▸ **THE PROBLEM**: Reproduce the listing below, changing "even-odd rule" to "nonzero winding rule" wherever it occurs and leaving everything else unchanged.

▸ **DATA PROVIDED**:
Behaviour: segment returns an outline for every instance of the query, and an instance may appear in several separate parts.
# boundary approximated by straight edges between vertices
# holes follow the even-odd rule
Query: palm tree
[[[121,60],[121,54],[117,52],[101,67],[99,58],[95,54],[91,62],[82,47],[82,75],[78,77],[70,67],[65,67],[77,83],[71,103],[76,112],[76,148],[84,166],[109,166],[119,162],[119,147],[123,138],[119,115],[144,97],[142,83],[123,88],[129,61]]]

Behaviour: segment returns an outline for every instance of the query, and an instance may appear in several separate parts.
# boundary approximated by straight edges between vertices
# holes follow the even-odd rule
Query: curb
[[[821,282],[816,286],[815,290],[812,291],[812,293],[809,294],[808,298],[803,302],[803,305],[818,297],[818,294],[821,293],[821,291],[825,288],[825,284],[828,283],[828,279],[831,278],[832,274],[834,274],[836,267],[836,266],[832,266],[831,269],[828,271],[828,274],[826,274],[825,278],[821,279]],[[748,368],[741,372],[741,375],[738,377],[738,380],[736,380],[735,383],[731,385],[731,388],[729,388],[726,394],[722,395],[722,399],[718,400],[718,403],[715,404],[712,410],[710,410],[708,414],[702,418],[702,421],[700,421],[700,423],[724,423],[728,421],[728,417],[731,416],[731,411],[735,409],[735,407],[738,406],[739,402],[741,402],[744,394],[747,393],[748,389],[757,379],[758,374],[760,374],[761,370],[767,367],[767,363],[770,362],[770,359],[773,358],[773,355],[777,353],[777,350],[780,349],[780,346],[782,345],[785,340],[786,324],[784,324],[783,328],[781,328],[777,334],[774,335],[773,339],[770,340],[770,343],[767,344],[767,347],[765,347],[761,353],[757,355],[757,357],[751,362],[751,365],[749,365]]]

▸ **TASK OUTPUT**:
Behaviour: segment returns an outline for every instance of the query, and an instance may appear in several separate parts.
# boundary approximated by straight edges between vertices
# holes follow the nonzero winding rule
Query: palm tree
[[[121,60],[121,54],[117,52],[101,67],[99,58],[95,54],[91,62],[82,47],[82,75],[78,77],[70,67],[65,67],[77,83],[71,103],[76,112],[76,148],[84,166],[109,166],[119,162],[119,147],[123,138],[119,115],[144,97],[142,83],[123,88],[129,61]]]

Behaviour: segment returns an outline for every instance of the query, and an instance may appear in several separate parts.
# boundary approximated by straight edges between vertices
# holes follow the nonzero winding rule
Query: curb
[[[821,282],[816,286],[815,290],[812,291],[812,293],[809,294],[808,298],[803,302],[803,305],[818,297],[818,294],[821,293],[821,291],[825,288],[825,284],[828,283],[828,279],[831,278],[832,274],[834,274],[836,267],[836,266],[832,266],[831,269],[828,271],[828,274],[826,274],[825,278],[821,279]],[[748,368],[741,372],[741,375],[738,377],[738,380],[736,380],[735,383],[731,385],[731,388],[729,388],[726,394],[722,395],[722,399],[718,400],[718,403],[715,404],[712,410],[710,410],[708,414],[702,418],[702,421],[700,421],[700,423],[724,423],[728,421],[728,417],[731,416],[731,411],[735,409],[735,407],[738,406],[739,402],[741,402],[744,394],[747,393],[748,389],[757,379],[758,374],[760,374],[761,370],[767,367],[767,363],[770,362],[770,359],[773,358],[773,355],[777,353],[777,350],[780,349],[780,346],[782,345],[785,340],[786,324],[784,324],[783,328],[781,328],[777,334],[774,335],[773,339],[770,340],[770,343],[767,344],[767,347],[765,347],[761,353],[757,355],[757,357],[751,362],[751,365],[749,365]]]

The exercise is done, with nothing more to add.